WHAT IS REQUIRED –
Reproduce verbatim only the lines from the one containing "Query: white christmas tree" through the last line below, both included.

Stored data entries:
++++
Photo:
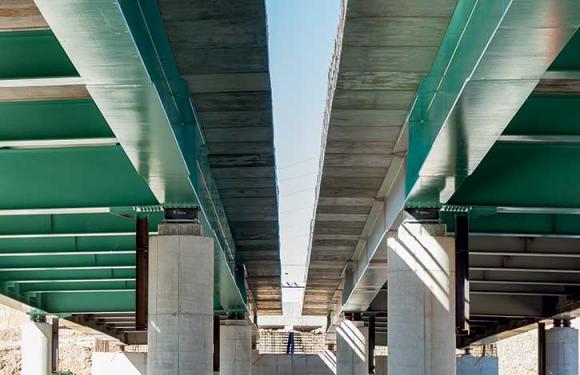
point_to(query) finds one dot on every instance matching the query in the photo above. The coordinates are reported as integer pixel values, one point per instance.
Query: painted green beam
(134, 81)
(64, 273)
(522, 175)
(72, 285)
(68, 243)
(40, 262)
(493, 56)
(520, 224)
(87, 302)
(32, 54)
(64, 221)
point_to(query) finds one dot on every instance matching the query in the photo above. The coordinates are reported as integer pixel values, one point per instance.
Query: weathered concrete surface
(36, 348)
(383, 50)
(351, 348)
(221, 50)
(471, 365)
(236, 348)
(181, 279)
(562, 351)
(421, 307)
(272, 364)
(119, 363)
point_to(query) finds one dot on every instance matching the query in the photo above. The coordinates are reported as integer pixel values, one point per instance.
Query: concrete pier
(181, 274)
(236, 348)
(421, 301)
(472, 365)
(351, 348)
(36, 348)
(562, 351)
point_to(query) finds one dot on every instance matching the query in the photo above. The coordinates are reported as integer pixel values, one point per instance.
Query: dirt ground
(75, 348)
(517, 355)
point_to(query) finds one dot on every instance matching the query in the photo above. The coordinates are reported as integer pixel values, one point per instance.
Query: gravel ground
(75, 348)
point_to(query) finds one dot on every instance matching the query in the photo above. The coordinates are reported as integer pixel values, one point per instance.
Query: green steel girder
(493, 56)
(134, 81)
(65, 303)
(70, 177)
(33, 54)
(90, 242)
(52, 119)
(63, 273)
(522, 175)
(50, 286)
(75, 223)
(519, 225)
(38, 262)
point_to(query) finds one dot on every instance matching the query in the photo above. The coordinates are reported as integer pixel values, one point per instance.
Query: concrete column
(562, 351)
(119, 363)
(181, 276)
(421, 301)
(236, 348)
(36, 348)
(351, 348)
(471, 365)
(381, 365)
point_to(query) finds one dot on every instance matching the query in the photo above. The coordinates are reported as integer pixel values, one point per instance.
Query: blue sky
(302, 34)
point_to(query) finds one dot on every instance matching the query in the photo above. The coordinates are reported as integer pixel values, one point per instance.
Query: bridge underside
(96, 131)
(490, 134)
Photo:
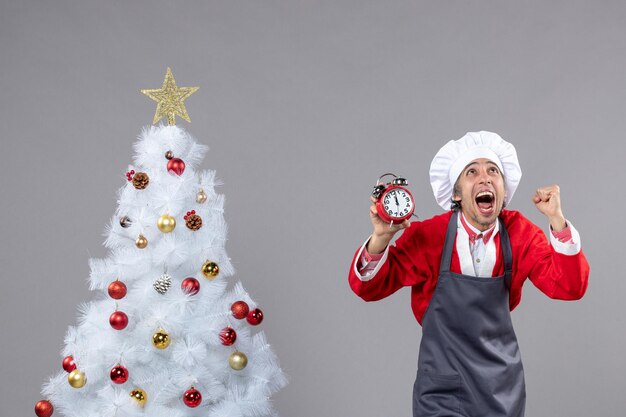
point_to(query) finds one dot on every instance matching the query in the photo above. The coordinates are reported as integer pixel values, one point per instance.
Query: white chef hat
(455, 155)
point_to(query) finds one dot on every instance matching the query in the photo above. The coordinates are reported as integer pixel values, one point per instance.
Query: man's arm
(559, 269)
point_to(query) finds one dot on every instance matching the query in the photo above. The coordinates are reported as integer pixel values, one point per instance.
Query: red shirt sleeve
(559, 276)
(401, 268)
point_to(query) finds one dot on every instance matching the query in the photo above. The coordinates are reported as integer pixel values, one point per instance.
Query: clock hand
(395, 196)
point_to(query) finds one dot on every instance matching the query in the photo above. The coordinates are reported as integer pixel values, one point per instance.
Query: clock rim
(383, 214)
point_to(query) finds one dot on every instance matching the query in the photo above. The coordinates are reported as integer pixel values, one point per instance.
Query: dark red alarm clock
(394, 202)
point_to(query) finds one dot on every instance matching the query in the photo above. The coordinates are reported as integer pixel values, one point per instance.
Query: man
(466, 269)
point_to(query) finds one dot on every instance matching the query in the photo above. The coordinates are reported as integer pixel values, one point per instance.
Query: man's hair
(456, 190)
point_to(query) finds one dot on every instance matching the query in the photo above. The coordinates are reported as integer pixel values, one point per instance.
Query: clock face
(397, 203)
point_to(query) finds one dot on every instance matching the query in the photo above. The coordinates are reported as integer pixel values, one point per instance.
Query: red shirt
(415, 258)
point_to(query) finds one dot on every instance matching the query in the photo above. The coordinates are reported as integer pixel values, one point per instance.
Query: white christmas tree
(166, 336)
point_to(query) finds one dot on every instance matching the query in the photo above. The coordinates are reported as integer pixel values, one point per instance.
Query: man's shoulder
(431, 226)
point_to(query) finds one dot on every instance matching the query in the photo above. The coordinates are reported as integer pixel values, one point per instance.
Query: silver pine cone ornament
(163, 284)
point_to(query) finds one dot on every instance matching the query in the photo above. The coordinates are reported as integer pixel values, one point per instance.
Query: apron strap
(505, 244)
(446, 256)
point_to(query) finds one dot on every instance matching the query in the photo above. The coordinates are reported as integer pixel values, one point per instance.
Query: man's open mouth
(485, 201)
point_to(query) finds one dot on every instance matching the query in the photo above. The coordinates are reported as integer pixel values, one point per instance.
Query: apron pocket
++++
ANSWER TO THE PROBLEM –
Query: white christmas tree
(166, 336)
point_to(query) finds one dot on every instance matching the query in the photo above. The coordinates are reported as integer pixel values, one point per instance.
Query: man's shoulder
(431, 226)
point_to(query) finds one dot on every instance matching the query in the photo above. The coordinates are reported as integer pixel values, one point per instance.
Query: silver pine cone ornament
(163, 284)
point_to(query) finds one dot on every instance matching the query in the photo above. The coordinates are reported as integer pixel values, one point per instance.
Query: apron strap
(505, 244)
(446, 256)
point_to(query) finds one dot on every instance matching the query in the photo above. The coordinates are reported as integer pixel values, one point per instance.
Query: man's open mouth
(485, 201)
point_to(query) finds one dot on every instance matching the query in the photo above. The coordinates are reported as integer pixel values, one point per instance.
Query: apron pocket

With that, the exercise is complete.